Problem to work on
Count the lines in the rows below that contain the word "nose", treating uppercase and lowercase as different, and reply with only the number.

*** Provided information

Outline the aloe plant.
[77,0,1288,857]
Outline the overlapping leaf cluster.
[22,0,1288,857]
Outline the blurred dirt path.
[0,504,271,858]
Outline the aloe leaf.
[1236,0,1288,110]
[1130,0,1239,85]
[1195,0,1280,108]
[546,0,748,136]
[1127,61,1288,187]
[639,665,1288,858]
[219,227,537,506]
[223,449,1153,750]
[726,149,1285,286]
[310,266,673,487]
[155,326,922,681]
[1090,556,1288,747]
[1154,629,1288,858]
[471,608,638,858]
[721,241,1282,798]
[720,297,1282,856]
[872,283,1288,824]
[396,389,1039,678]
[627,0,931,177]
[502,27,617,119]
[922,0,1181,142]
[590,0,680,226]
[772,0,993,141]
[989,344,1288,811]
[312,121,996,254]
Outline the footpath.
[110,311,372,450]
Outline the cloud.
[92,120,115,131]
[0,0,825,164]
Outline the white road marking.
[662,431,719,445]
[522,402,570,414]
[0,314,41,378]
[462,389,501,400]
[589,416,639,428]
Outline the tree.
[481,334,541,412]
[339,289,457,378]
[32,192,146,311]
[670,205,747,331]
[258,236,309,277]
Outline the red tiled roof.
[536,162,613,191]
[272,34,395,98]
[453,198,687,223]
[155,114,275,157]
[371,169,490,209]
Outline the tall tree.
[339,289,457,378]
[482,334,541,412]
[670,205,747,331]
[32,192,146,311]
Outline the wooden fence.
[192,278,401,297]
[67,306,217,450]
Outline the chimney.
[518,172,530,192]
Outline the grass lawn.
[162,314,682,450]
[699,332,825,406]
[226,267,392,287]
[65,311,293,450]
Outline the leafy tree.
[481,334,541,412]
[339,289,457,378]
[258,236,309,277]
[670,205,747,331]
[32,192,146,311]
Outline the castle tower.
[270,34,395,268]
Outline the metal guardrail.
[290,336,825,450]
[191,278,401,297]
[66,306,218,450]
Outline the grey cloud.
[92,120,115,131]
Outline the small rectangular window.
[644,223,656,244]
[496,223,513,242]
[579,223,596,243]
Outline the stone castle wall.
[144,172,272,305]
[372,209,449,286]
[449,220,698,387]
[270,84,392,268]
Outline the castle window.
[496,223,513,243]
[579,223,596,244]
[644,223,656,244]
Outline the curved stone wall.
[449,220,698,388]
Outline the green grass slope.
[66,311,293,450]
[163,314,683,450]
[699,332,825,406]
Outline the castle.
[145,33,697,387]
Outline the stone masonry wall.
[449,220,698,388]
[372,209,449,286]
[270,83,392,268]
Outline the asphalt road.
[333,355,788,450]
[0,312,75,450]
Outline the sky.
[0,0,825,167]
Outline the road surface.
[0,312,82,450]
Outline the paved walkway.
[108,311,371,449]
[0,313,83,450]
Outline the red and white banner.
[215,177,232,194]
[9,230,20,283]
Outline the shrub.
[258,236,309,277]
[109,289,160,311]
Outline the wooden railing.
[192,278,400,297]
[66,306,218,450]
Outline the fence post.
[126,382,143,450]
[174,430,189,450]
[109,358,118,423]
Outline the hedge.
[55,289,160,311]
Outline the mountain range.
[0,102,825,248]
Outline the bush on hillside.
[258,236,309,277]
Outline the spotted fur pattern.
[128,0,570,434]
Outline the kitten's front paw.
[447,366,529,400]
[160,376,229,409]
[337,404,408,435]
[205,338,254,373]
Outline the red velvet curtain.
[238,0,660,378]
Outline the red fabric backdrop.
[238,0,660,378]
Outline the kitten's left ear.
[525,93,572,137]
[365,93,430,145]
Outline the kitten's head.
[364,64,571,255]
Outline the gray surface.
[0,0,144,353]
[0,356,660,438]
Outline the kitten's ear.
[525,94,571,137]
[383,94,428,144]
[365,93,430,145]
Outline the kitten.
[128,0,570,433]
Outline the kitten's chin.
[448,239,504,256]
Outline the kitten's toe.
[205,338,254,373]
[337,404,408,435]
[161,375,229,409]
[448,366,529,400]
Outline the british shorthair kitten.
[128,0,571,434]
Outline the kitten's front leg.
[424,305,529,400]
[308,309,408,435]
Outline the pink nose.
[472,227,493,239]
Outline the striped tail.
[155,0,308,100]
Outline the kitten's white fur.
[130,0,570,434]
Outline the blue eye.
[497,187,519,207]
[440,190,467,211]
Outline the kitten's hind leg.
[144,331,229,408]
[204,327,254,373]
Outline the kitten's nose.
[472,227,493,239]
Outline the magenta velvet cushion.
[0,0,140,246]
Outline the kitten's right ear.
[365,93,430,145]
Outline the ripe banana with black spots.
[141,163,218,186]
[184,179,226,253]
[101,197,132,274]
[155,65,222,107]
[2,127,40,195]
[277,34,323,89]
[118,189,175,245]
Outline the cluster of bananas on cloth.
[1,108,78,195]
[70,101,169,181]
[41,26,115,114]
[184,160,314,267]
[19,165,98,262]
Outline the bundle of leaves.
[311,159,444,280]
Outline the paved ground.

******

Final answer
2